Record set —
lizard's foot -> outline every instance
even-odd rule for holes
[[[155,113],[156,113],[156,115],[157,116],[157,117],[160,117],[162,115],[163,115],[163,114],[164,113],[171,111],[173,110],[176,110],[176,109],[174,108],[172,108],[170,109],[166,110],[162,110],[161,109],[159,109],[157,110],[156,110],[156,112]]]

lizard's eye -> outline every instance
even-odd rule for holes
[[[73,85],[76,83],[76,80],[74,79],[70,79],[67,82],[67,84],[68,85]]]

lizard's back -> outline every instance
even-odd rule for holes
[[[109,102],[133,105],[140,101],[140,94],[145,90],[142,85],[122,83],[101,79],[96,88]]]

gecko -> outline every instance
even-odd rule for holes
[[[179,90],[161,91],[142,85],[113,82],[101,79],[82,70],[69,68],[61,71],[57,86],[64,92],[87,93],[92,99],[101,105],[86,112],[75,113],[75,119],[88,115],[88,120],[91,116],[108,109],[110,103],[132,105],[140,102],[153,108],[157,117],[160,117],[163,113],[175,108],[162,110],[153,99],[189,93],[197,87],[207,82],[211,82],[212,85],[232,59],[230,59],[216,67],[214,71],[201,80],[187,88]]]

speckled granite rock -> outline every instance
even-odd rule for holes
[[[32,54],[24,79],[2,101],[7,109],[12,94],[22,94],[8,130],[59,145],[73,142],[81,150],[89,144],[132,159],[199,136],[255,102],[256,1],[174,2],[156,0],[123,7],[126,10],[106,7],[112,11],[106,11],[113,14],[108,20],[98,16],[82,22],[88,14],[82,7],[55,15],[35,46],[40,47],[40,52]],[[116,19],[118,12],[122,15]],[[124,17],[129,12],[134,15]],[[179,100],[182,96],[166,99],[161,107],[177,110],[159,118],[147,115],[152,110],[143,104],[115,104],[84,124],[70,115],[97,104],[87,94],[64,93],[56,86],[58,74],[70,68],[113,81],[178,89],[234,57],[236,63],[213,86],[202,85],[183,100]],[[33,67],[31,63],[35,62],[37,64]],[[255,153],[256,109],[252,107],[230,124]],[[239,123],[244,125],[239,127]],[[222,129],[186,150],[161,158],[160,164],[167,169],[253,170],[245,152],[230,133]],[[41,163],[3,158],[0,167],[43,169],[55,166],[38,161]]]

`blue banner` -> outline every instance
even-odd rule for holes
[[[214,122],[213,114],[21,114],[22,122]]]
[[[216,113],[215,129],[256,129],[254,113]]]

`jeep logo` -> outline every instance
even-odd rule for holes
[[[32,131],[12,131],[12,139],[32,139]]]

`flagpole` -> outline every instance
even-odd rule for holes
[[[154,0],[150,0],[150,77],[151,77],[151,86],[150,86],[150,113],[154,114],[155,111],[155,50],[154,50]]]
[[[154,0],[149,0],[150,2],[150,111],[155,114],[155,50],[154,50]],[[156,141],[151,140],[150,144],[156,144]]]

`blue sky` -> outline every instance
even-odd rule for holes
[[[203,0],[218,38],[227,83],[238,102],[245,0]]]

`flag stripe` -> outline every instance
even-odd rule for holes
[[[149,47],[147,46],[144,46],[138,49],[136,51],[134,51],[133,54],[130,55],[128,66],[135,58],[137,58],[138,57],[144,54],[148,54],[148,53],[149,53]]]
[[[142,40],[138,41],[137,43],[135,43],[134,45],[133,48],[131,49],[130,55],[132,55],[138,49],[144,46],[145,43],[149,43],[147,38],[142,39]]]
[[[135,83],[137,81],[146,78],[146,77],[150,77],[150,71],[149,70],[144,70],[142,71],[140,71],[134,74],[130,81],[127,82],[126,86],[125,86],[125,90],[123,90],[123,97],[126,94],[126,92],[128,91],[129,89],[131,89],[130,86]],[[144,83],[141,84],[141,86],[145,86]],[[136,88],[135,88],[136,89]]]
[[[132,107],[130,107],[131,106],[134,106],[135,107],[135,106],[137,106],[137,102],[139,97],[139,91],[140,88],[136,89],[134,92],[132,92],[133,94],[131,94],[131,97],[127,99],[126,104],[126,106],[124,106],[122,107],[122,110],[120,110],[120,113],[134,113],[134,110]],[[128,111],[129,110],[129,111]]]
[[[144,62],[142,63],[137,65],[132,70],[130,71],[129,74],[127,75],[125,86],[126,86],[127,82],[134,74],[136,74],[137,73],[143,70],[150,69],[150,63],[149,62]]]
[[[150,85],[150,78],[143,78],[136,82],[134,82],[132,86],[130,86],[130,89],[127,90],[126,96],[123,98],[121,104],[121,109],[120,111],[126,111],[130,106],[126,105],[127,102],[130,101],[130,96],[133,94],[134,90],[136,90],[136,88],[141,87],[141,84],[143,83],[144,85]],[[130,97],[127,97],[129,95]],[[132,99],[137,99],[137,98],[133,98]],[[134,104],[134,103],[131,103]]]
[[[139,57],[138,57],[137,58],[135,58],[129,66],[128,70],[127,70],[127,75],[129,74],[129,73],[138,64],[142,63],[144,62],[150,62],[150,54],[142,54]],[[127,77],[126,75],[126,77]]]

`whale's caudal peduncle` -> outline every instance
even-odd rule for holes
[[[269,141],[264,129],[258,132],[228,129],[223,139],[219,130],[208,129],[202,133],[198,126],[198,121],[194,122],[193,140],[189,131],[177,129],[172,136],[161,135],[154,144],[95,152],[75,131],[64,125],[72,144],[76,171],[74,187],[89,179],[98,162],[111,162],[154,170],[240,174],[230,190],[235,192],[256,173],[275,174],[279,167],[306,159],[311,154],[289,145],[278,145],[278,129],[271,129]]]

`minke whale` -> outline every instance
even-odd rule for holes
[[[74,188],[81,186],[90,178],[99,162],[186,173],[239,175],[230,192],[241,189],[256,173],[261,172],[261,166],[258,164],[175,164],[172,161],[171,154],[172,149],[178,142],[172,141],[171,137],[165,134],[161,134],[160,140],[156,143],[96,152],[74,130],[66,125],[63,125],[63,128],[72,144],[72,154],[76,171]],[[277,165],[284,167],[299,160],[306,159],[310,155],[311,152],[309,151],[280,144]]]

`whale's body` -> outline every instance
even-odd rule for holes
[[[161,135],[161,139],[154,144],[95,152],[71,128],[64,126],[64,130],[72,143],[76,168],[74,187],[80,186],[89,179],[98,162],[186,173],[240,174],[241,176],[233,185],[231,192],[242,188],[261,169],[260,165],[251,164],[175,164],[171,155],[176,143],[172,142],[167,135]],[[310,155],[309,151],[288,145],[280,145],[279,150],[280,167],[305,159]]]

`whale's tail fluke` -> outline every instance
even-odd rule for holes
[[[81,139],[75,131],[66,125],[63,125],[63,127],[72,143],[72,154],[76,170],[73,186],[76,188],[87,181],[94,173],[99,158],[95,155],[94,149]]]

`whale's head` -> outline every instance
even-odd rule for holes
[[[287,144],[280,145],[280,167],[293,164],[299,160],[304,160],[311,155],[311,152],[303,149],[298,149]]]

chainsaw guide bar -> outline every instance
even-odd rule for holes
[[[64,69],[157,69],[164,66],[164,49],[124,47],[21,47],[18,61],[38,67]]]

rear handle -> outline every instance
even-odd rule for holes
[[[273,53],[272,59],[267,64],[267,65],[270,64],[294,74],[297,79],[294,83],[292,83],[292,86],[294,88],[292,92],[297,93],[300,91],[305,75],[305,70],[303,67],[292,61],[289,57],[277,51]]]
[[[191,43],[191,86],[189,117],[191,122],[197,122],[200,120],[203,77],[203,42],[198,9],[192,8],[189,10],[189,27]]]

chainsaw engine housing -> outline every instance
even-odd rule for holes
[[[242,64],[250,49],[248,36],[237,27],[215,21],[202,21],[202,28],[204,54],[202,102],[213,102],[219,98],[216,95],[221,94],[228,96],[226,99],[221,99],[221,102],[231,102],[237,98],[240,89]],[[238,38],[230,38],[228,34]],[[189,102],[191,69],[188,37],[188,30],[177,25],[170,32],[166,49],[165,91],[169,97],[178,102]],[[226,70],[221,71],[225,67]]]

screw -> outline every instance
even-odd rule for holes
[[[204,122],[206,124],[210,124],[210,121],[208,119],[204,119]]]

Brief —
Return every line of the records that contains the word "chainsaw", matching case exactly.

Full answer —
chainsaw guide bar -> outline every instance
chainsaw engine housing -> outline every instance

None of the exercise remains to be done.